[Excerpts of pointing data]
• • •

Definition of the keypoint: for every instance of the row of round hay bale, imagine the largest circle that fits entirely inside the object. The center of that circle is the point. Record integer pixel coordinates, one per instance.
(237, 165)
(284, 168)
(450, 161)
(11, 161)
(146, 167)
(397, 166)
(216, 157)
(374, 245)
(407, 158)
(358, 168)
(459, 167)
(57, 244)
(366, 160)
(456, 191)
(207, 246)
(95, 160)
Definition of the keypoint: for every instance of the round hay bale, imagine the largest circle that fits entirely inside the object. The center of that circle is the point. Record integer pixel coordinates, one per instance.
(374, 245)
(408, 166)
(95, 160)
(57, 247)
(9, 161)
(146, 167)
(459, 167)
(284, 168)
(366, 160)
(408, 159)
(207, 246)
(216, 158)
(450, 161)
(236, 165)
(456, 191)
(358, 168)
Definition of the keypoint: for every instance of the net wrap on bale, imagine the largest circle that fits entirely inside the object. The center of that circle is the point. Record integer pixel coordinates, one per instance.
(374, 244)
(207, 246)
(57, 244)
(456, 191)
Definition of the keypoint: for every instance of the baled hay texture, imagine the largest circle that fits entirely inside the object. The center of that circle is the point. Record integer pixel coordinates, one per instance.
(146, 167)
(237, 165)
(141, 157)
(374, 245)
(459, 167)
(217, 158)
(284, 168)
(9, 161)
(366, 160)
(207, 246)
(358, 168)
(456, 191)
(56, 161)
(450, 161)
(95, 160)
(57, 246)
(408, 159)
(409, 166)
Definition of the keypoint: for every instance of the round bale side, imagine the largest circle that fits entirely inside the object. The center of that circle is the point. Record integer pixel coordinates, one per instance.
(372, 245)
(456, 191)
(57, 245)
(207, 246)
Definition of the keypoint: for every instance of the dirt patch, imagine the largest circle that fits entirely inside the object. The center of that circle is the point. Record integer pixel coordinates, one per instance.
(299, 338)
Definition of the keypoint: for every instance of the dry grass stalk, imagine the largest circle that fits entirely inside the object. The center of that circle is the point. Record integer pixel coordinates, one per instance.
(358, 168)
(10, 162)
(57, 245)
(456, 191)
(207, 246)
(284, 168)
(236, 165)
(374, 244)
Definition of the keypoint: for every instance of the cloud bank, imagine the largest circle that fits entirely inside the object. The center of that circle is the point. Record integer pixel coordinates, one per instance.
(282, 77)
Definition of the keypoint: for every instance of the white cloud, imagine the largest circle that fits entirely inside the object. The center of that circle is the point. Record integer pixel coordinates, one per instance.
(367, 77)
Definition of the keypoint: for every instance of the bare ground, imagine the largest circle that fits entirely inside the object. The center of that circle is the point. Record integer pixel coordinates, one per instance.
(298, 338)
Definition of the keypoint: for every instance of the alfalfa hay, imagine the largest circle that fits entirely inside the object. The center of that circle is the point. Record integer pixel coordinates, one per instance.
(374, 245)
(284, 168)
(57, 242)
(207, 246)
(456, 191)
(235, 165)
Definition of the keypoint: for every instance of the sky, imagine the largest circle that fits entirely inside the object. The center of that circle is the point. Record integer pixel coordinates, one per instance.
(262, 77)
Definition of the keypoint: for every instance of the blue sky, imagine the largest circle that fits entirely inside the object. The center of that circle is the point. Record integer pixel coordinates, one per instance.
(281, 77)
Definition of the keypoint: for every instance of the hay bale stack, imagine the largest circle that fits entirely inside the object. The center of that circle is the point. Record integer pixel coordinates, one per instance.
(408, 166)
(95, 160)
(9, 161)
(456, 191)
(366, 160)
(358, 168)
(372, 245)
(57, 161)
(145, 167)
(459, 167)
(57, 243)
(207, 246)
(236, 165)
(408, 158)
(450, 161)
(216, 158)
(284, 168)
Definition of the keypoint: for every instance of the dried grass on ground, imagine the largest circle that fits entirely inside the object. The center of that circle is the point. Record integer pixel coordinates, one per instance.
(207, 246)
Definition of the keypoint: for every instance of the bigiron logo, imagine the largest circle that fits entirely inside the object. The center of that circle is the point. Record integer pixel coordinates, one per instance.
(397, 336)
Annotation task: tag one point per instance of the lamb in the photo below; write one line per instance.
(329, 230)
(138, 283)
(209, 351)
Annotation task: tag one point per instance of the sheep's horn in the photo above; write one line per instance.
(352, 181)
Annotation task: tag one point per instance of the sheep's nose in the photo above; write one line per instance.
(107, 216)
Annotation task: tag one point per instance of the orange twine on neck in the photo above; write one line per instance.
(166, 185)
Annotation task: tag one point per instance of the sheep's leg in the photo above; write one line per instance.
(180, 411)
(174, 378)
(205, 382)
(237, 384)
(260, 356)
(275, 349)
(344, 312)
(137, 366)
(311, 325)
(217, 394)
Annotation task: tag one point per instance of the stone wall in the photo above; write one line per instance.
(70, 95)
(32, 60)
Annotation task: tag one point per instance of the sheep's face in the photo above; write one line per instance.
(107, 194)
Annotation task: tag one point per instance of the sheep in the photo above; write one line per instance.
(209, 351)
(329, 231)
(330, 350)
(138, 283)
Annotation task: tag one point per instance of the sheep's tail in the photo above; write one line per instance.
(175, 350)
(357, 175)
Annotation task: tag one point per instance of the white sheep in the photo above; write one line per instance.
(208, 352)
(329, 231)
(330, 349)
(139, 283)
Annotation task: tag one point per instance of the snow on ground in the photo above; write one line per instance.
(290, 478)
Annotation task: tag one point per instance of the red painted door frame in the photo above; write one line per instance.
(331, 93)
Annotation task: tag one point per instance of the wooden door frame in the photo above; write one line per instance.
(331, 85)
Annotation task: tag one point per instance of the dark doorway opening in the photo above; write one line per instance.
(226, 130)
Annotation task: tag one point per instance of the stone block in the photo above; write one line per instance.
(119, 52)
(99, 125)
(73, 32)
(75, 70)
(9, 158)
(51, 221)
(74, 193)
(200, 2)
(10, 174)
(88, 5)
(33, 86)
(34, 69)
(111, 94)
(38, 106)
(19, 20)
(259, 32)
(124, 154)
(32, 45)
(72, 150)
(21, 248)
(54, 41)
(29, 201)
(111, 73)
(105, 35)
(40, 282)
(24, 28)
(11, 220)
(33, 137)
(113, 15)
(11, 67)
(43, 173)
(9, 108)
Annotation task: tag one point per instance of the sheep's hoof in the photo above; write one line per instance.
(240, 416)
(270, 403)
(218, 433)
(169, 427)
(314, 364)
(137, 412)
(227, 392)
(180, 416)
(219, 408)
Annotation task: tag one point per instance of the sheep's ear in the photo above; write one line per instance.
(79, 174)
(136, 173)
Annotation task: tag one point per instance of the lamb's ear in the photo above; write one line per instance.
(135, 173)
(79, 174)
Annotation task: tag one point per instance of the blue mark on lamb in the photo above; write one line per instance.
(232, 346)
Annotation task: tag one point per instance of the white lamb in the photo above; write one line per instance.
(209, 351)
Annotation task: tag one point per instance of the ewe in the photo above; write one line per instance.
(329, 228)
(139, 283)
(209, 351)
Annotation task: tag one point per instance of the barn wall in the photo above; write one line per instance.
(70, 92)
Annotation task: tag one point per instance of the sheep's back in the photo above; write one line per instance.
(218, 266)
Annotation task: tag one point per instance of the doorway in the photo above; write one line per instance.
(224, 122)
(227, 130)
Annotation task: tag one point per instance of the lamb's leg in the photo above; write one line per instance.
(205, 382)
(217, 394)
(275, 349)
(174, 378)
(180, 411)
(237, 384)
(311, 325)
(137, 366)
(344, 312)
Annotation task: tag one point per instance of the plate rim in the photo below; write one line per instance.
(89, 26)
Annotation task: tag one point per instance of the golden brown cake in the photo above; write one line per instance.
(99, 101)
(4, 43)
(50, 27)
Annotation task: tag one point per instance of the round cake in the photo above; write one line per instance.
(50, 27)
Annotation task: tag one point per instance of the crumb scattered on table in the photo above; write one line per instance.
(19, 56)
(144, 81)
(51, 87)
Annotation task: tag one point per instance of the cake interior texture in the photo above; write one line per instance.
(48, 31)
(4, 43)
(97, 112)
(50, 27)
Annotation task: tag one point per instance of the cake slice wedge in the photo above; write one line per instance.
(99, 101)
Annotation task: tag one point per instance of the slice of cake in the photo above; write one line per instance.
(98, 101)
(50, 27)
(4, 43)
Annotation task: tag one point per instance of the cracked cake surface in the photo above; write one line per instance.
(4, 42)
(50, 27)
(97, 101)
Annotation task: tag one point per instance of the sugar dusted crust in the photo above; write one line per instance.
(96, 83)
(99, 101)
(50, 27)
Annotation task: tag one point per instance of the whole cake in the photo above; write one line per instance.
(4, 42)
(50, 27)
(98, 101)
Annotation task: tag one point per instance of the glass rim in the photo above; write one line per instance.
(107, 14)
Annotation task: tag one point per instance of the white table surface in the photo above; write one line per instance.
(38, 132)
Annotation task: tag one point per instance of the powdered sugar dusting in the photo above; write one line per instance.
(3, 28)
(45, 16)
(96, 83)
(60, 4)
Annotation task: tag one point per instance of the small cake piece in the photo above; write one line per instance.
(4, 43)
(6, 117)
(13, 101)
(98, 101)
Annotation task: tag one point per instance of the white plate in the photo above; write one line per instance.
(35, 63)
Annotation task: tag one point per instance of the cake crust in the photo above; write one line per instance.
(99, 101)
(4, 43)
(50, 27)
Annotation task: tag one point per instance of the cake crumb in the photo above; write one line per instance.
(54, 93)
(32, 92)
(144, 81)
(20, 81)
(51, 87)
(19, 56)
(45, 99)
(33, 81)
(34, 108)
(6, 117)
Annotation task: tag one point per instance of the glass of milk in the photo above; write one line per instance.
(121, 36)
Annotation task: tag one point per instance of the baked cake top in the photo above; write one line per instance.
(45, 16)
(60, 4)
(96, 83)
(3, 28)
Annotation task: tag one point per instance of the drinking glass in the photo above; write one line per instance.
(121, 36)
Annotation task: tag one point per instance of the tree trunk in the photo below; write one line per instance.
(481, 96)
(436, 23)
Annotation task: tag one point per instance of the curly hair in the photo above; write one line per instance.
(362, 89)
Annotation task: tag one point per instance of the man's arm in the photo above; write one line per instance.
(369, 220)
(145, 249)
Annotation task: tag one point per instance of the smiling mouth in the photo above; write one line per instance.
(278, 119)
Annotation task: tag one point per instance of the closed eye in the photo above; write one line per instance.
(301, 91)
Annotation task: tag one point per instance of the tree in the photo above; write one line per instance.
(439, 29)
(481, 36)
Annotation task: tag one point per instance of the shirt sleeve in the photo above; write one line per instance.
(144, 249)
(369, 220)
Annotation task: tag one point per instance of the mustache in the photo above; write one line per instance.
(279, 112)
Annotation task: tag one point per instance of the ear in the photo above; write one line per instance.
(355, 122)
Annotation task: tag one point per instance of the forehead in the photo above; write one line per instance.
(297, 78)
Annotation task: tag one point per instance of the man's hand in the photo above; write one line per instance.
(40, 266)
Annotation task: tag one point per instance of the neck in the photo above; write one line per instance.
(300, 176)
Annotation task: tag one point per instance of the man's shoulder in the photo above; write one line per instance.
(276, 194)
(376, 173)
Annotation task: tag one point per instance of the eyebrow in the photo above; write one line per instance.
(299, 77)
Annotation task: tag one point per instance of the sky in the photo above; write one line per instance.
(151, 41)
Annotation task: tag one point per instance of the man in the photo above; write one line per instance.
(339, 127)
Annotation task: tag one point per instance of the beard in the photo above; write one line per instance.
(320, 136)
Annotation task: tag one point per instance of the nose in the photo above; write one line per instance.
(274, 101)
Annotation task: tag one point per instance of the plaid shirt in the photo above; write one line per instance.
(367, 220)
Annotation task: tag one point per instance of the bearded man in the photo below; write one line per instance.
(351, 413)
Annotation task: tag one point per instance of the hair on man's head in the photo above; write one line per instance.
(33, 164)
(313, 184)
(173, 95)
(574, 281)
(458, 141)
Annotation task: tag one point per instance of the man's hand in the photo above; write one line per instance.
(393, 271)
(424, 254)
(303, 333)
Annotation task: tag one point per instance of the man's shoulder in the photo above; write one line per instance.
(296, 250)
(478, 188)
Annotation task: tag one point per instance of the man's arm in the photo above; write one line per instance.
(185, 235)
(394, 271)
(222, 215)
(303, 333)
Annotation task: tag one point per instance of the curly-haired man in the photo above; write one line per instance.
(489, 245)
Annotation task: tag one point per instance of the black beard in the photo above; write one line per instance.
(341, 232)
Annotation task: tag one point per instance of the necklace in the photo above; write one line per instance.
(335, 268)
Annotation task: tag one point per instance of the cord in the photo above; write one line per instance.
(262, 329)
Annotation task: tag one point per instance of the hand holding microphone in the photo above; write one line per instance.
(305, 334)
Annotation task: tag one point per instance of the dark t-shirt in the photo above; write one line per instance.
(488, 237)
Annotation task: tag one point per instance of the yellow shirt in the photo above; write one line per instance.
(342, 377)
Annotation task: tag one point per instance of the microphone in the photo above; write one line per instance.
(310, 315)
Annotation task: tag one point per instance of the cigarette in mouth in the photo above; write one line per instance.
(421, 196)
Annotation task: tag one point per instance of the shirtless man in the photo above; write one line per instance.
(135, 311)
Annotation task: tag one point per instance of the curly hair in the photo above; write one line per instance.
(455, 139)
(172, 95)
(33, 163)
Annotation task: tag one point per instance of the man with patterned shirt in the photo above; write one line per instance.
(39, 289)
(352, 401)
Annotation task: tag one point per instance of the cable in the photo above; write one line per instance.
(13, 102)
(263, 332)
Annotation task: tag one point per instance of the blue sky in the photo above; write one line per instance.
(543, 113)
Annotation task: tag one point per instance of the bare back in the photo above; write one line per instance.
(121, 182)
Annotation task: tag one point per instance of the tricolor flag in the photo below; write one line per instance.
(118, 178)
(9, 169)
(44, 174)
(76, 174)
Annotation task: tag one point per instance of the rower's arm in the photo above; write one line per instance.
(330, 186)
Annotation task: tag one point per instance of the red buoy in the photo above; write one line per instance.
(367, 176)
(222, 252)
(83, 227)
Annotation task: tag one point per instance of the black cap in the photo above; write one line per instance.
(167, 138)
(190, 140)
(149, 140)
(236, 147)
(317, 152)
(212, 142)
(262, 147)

• • •

Using the records above, please retype only the run of lines from the line holding "Annotation task: tag one point per instance of the shirtless" through the last line, both ends included.

Annotation task: tag one point per instance of the shirtless man in the photo above; write one line per instance.
(135, 311)
Annotation task: tag one point per instance of the curly hair in the photo above; write one line per instance.
(455, 139)
(172, 95)
(33, 163)
Annotation task: tag one point per instance of the man with patterned shirt in the photo above; write one line per instance.
(39, 289)
(352, 401)
Annotation task: tag one point per instance of the cable in the photo above; write one line per instance.
(13, 102)
(263, 332)
Annotation task: tag one point per instance of the blue sky in the photo above; write one line per instance.
(543, 113)
Annotation task: tag one point per instance of the bare back in the photo above; write one line per instance.
(121, 182)
Annotation task: tag one point per instance of the tricolor flag in the photo below; write one line per instance.
(118, 178)
(9, 169)
(44, 174)
(76, 174)
Annotation task: tag one point per instance of the rower's arm in the photo above; write one line per instance.
(330, 186)
Annotation task: tag one point per instance of the red buoy in the photo above; write one line per instance.
(367, 176)
(222, 252)
(83, 227)
Annotation task: tag one point per instance of the black cap in the photo above; write one line per instance.
(167, 138)
(190, 140)
(149, 140)
(236, 147)
(317, 152)
(212, 142)
(262, 147)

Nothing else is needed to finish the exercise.